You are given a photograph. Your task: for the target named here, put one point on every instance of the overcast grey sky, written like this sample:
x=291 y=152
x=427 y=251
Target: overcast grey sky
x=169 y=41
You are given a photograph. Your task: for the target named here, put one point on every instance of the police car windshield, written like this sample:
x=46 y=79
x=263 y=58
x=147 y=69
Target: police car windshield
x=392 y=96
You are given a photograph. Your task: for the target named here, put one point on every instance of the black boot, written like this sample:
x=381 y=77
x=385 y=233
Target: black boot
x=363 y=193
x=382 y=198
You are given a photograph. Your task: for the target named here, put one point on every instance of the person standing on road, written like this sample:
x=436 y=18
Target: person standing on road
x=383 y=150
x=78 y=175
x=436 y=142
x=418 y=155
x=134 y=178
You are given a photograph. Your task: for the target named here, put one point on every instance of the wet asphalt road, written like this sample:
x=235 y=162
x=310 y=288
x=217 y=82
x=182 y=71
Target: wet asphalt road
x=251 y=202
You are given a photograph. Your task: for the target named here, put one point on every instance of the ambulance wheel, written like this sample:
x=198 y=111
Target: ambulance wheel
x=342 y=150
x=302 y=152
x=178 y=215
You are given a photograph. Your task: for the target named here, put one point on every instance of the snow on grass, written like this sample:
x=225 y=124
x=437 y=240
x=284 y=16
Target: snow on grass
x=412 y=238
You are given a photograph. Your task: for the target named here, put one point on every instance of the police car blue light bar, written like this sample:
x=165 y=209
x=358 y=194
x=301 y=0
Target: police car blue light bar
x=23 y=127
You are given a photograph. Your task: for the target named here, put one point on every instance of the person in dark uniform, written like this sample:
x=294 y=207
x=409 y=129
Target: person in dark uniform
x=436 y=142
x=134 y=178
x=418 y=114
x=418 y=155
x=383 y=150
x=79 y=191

————

> [Instruction]: Rewrite all of the rows above as a numbered list, leaving out any blank lines.

> [Task result]:
1. You are given a photograph. Your task: for the target named here, put one point on every instance of the overcast grey sky, written like this sample:
2. x=291 y=152
3. x=427 y=251
4. Target: overcast grey sky
5. x=169 y=41
6. You are given a photograph. Your task: for the target named here, put one point on every instance of the police car windshield, written like this sample:
7. x=46 y=79
8. x=263 y=58
9. x=147 y=69
10. Target: police car windshield
11. x=392 y=96
12. You are given a photograph. Your task: for the target named here, put one point on every instance of the black boot, written like this sample:
13. x=381 y=77
14. x=385 y=233
15. Target: black boot
16. x=363 y=193
17. x=382 y=198
18. You are given a photograph. Your task: for the target named here, put one point on every instance of the person standing on road, written like this sample:
19. x=436 y=18
20. Target: person standing on road
21. x=383 y=150
22. x=78 y=175
23. x=436 y=142
24. x=418 y=155
25. x=134 y=178
26. You are given a photograph. Your task: for the target named here, put one point on every instance of the wet asphalt road, written like this sample:
27. x=235 y=162
28. x=310 y=288
29. x=217 y=82
30. x=182 y=71
31. Target: wet asphalt road
32. x=251 y=202
33. You are given a photograph. Your task: for the target named here, put one point on every instance of the ambulance wheel, written like this sample:
34. x=198 y=111
35. Target: ambulance wheel
36. x=342 y=150
37. x=302 y=152
38. x=178 y=215
39. You are given a photograph. Your task: for the target named here, put one point on every instance of the snow on grass, written like this sample:
40. x=225 y=124
41. x=437 y=240
42. x=284 y=16
43. Target: snow on grass
44. x=412 y=238
45. You are given a photograph. Your task: for the target named here, put one point on every instance of the police car blue light bar, written like this sample:
46. x=165 y=209
47. x=358 y=194
48. x=301 y=0
49. Target: police car blue light bar
50. x=23 y=127
51. You are given a photograph. Your task: for the target named here, put one point on every instance of the person in dark uniform, written like this sample:
52. x=294 y=207
53. x=409 y=129
54. Target: person in dark uniform
55. x=436 y=142
56. x=134 y=178
57. x=418 y=114
58. x=418 y=155
59. x=383 y=150
60. x=79 y=191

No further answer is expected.